[START SOURCE RECORDS]
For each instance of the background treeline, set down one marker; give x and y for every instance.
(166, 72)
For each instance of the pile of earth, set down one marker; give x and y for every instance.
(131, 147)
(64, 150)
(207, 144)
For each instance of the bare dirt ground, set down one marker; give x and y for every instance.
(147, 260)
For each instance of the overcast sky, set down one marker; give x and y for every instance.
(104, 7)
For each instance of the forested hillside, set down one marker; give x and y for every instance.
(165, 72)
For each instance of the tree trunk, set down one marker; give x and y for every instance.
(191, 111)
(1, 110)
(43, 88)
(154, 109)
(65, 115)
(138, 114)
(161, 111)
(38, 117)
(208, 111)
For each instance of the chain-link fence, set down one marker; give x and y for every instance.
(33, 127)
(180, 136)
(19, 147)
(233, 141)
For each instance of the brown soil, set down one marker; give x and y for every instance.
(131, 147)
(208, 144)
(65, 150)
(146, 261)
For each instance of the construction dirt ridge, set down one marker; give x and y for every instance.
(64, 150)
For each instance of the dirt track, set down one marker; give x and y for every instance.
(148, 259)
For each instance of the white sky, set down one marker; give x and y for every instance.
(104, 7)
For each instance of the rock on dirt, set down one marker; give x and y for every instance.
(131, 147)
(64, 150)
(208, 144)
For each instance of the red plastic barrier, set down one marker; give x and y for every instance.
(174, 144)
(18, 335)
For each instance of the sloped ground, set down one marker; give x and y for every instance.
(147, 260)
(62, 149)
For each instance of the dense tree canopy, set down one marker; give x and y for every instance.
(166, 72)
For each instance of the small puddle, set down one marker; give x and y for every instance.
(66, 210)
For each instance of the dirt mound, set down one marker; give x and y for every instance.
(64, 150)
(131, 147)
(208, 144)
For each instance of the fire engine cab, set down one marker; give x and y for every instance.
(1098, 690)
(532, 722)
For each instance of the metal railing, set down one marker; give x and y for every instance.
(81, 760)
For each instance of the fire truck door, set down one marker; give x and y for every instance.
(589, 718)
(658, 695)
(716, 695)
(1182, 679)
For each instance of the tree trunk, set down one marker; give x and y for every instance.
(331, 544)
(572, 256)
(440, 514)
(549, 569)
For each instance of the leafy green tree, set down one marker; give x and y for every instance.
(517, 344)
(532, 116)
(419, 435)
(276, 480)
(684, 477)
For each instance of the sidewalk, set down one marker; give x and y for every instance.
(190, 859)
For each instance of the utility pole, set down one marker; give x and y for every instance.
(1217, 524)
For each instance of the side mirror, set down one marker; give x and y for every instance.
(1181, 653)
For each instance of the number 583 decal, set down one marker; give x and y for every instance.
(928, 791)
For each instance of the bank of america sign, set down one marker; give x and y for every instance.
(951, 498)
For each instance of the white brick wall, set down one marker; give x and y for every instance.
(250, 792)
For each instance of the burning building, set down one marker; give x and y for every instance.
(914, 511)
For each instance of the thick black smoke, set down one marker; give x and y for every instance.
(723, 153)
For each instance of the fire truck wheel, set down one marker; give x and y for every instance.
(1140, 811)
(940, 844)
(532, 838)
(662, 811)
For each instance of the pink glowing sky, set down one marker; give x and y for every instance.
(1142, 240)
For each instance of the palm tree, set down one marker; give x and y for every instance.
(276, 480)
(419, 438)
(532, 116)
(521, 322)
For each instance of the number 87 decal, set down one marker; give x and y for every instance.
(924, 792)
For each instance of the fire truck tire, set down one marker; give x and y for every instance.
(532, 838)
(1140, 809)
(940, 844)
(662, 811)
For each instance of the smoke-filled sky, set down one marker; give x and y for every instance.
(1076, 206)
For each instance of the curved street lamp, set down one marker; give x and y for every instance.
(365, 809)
[END SOURCE RECORDS]
* GIVEN REQUEST *
Your task is to give the records above again, exactly.

* TASK OUTPUT *
For each instance of the background treeline, set down one marker; give x and y for every instance.
(166, 72)
For each instance of the pile of earth, set down one marker; give x and y for every instance.
(131, 147)
(64, 150)
(207, 144)
For each instance of the bare dirt ground, set down one marker; give x and y for every instance.
(147, 260)
For each instance of the overcast sky, set down one marker; give x and y for every instance.
(104, 7)
For each instance of the forested hillside, set down one marker; give x and y for every instance.
(165, 72)
For each instance of the tree trunk, set down one marker; give x and y for every instance.
(191, 111)
(1, 110)
(43, 88)
(154, 109)
(65, 115)
(138, 114)
(161, 111)
(38, 117)
(208, 111)
For each instance of the chain-link fence, set down one marker; give x and y for every instance.
(33, 127)
(180, 136)
(19, 147)
(233, 141)
For each instance of the brown soil, set down one marker; give x and y for every instance.
(131, 147)
(208, 144)
(65, 150)
(146, 261)
For each instance of the construction dirt ridge, set down one marker; give x and y for every instance.
(64, 150)
For each instance of the dirt track, set down one marker; give x and y for every instance.
(148, 259)
For each instance of the white sky, set down one marker; give x and y for every instance.
(104, 7)
For each instance of the rock on dirt, set down one marker; give x and y for every instance.
(131, 147)
(64, 150)
(208, 144)
For each instance of the red plastic barrier, set down one marker; give x and y for every instance.
(174, 144)
(18, 335)
For each instance of the sloped ground, set down one marker; give x and y for every instance.
(147, 260)
(62, 149)
For each instance of the dense tree canopy, set down one marker; give x and y for every instance.
(166, 72)
For each instance of the small puddle, set down one marker; give x and y for every instance.
(66, 210)
For each instance of the dirt mound, set down one marker; give x and y for every instance.
(64, 150)
(131, 147)
(208, 144)
For each instance of the fire engine cab, set down one marker; give x and y for every instance.
(1098, 690)
(532, 722)
For each instance of the metal railing, set down one marker; give x and y for every instance.
(81, 760)
For each instance of the fire truck door, set down one marker; give x and y for every instance.
(589, 718)
(658, 695)
(716, 695)
(1182, 679)
For each instance of the tree trunk, set down one marker; give x and y for every instance.
(331, 544)
(572, 256)
(440, 514)
(549, 569)
For each instance of the leafy green tree, set down one marker; give x and y for every instance.
(517, 344)
(532, 116)
(419, 435)
(276, 480)
(684, 477)
For each instance of the sidewalk, set down one marker; give x and y for every instance.
(190, 859)
For each instance of the utility pole, set down one marker; give x and y for every instance.
(1217, 524)
For each instance of the side mirror, set down one marker; give x and y for every instance.
(1181, 653)
For each instance of the number 583 decal, set down one marker; give x and y for every instance.
(928, 791)
For each instance of the bank of america sign, set down one marker; give x and y for every instance.
(951, 498)
For each instance of the white brick wall, set down one marker; give x and y for every instance.
(250, 792)
For each instance of the burning building, set down one marker; give x and y for every instance.
(914, 511)
For each instance of the thick black smoke, set down one marker; give x and y for every instance.
(723, 153)
For each instance of the fire truck wheel, set down one marker; give x and y for every instance.
(1140, 811)
(940, 844)
(532, 838)
(662, 811)
For each instance of the pink glowing sky, set down one marker; give x and y for every instance.
(1142, 240)
For each instance of the palm tree, set down one marker; give x and y for every instance.
(276, 480)
(419, 438)
(532, 116)
(521, 322)
For each instance of the number 87 decal, set down one marker; give x and y for every instance.
(924, 792)
For each instance of the fire truck tire, set down one marker; give x and y for every instance.
(532, 838)
(1140, 809)
(940, 844)
(662, 811)
For each instance of the smoke-filled sky, set down one marker; give x and y for every instance.
(1076, 206)
For each instance of the curved street lamp, set down one marker; give x and y for every instance.
(365, 809)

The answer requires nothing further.